_Records for this task_:
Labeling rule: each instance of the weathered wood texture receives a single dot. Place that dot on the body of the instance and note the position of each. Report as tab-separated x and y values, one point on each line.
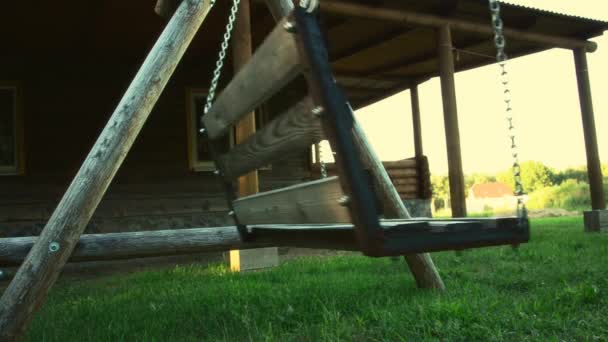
594	168
450	117
424	235
131	245
307	203
416	122
421	266
596	220
406	18
410	177
292	132
273	65
29	288
166	8
248	184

_To be done_: Edit the lines above so that "weathered wood texture" becomes "cracked stone surface", leaving everything else as it is. Leave the picture out of your version.

_Task output_:
Labeling rule: each instance of the cracked stone surface receives a single dot. Place that dot on the body of the instance and note the position of each. Report as tab-separated x and y values, one point on each line.
594	168
450	117
424	235
131	245
307	203
416	122
421	266
596	220
406	18
410	177
292	132
273	65
29	288
166	8
248	184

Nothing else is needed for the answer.